● **Problem to work on**
Every line in the records below with the string "short" is to be copied out.

● **Recorded information**

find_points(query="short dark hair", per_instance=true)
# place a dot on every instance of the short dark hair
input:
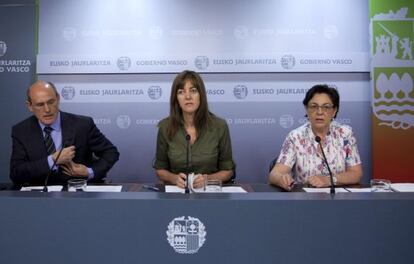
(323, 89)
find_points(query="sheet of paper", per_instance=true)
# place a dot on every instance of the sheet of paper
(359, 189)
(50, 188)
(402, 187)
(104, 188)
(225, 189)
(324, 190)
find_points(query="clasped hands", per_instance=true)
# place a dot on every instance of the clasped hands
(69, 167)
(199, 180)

==

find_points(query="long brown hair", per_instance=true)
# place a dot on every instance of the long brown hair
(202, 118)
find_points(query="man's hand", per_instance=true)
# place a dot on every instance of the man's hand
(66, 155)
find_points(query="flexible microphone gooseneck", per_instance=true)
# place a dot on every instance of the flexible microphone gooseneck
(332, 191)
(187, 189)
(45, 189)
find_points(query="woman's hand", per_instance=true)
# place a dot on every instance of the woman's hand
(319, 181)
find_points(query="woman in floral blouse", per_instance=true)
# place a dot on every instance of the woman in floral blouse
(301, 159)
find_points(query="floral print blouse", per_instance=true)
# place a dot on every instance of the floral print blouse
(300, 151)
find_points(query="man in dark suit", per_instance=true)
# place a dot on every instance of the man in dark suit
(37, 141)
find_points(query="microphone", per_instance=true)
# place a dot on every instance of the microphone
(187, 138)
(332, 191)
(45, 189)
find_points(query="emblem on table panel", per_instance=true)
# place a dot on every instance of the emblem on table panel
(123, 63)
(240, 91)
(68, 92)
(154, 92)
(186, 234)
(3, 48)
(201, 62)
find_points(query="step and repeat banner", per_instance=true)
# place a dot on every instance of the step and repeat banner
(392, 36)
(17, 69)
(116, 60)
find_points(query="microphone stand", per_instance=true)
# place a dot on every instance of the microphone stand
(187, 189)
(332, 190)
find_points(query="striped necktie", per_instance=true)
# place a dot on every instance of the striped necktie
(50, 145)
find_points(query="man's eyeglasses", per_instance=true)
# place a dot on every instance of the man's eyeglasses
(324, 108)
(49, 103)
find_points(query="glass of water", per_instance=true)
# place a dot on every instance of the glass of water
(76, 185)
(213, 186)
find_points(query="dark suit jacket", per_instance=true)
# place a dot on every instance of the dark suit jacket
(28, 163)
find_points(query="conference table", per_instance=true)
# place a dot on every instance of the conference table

● **Written solution**
find_points(query="short dark hair", per_instance=true)
# place a dot on every instance of the short dark hair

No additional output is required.